* [Problem requirements]: Reproduce the material that follows, keeping every line exactly as it is.

* [Material for the task]:
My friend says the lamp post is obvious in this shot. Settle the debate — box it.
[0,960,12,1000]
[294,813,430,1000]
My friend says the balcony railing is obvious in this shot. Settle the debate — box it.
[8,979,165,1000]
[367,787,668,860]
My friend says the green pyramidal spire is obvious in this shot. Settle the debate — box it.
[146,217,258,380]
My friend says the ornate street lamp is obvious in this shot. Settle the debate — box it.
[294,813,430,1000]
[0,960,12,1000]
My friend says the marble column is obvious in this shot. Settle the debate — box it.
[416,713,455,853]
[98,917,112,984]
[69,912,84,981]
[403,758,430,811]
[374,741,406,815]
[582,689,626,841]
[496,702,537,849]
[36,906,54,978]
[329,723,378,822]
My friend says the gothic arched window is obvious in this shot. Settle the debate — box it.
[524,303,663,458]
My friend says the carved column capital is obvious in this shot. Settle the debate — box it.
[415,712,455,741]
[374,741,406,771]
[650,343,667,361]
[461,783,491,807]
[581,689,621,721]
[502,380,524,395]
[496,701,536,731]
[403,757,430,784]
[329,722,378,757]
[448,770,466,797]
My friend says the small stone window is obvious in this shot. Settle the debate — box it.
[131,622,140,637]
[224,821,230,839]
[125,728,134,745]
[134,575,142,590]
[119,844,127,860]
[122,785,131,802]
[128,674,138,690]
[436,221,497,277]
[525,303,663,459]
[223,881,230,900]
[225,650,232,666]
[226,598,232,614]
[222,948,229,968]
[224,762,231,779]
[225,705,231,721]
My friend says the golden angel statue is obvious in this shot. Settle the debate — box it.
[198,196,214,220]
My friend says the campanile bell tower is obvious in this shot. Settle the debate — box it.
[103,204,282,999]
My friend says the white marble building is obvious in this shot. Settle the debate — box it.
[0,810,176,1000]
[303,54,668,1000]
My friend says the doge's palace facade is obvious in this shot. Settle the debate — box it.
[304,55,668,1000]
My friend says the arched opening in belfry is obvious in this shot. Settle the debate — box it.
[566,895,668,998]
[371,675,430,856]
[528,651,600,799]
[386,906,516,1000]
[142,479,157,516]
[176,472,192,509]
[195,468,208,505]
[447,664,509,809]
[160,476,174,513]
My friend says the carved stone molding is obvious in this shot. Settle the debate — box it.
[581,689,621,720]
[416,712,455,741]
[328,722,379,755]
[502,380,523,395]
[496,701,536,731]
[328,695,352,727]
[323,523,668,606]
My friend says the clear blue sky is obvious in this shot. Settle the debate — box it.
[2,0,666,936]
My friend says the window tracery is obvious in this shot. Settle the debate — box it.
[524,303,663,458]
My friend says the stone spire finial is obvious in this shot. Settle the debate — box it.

* [Exercise response]:
My friend says the lamp post is obvious in this shot. Settle the debate — box it.
[0,960,12,1000]
[294,813,430,1000]
My friend says the balcony railing is obvious in this shot. Settle the debate — box it.
[8,979,165,1000]
[367,787,668,860]
My friend says the green pyramidal spire is obvious in this shot. Settle the debate — box it.
[146,217,258,380]
My friend says the ornate street lamp is obvious in this shot. Settle the debate — box it.
[294,813,430,1000]
[0,960,12,1000]
My friend says the marble column is obvious in this shot. Settle the debate — box it.
[416,713,455,853]
[98,917,112,984]
[69,912,84,981]
[403,758,430,811]
[374,741,406,815]
[582,689,626,841]
[496,702,537,849]
[36,906,54,978]
[329,723,378,822]
My friend says the gothic arched window is obvious in this shot. Settle the debate — box it.
[524,303,663,458]
My friend says the carved column capital is obvious in this shot. Settle the debate — box it.
[415,712,455,741]
[374,741,406,771]
[650,343,667,361]
[461,783,491,807]
[581,689,621,721]
[502,380,524,395]
[496,701,536,731]
[403,757,430,784]
[329,722,378,757]
[448,770,466,797]
My friend says the small stone window is obvious in this shot. Settle the debate — box it.
[131,622,140,637]
[224,821,230,839]
[125,728,134,745]
[134,575,142,590]
[119,844,127,860]
[122,785,131,802]
[128,674,138,690]
[436,221,497,277]
[525,303,663,459]
[223,881,230,900]
[225,650,232,666]
[226,598,232,614]
[222,948,229,968]
[224,762,231,779]
[225,705,231,721]
My friend says the golden angel statue is obvious in this shot. Settle the debate — box it.
[198,196,214,220]
My friend says the campanile bell tower is obvious in this shot. Settle the debate — box it.
[103,204,282,999]
My friend says the white marble building is obvious in this shot. Settle the debate — box it.
[0,810,176,1000]
[303,54,668,1000]
My friend says the doge's palace facade is obvious in this shot. Settle the debate — box it.
[304,55,668,1000]
My friend says the arched opening in belfry is obvious in this shot. Settle the debate — box it.
[566,895,668,998]
[371,675,430,856]
[528,651,600,799]
[386,906,516,1000]
[142,479,157,516]
[176,472,192,509]
[195,468,208,505]
[447,664,509,809]
[160,476,174,513]
My friend says the carved stone molding is obvious in this shot. Settle the debate — box it.
[581,689,621,720]
[416,712,455,741]
[328,722,379,755]
[502,380,523,395]
[496,701,536,731]
[328,695,352,727]
[323,523,668,606]
My friend says the clear blue sky is obvious in this shot. Settle the debate — box it.
[2,0,666,936]
My friend says the window tracery is obvious in this shot. Settle the debate — box it.
[524,303,663,458]
My friend says the stone spire finial is obvious in this shot. Settle the debate — box it.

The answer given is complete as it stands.